Report each line of the entries below that has the word "cabinet" in it.

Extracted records

=== Section Start ===

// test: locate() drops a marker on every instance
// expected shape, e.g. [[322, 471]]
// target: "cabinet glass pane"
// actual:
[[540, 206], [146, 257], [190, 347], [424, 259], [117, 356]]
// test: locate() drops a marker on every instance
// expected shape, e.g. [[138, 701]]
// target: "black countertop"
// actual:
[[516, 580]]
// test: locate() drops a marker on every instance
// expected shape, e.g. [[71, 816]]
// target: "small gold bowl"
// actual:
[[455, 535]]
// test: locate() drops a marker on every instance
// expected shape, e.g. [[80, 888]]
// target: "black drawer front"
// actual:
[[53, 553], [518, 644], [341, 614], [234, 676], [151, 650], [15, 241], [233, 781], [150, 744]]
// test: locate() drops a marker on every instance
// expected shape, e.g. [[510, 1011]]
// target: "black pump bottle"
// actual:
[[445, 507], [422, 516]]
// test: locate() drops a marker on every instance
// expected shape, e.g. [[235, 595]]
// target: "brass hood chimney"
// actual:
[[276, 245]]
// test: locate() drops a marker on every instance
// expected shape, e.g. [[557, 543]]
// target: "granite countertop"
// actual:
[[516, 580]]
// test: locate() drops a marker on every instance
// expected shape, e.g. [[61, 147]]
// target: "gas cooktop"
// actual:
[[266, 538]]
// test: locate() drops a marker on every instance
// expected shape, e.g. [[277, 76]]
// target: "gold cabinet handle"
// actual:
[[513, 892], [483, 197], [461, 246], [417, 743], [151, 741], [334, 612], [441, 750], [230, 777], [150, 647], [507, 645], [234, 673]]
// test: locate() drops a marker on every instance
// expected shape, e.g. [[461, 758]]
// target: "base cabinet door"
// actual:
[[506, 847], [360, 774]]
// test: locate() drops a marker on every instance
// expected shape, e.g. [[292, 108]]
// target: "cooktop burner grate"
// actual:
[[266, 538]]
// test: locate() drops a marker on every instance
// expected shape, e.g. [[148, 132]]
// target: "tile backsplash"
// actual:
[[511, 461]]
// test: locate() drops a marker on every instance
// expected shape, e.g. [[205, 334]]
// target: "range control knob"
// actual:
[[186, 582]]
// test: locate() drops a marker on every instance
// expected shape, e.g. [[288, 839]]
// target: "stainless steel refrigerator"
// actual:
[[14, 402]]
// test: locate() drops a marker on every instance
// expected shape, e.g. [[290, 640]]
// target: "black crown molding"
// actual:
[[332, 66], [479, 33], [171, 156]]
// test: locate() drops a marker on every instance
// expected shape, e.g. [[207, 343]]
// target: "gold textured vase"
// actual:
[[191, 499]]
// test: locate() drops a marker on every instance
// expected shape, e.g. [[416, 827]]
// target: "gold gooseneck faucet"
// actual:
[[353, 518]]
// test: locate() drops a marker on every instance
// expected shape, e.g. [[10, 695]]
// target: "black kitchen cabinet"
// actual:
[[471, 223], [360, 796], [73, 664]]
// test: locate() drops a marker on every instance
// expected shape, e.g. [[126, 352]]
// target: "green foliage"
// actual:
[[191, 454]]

=== Section End ===

**Task response**
// target: "cabinet glass pane"
// target: "gold cabinet handle"
// target: "base cabinet door"
// target: "black kitchen cabinet"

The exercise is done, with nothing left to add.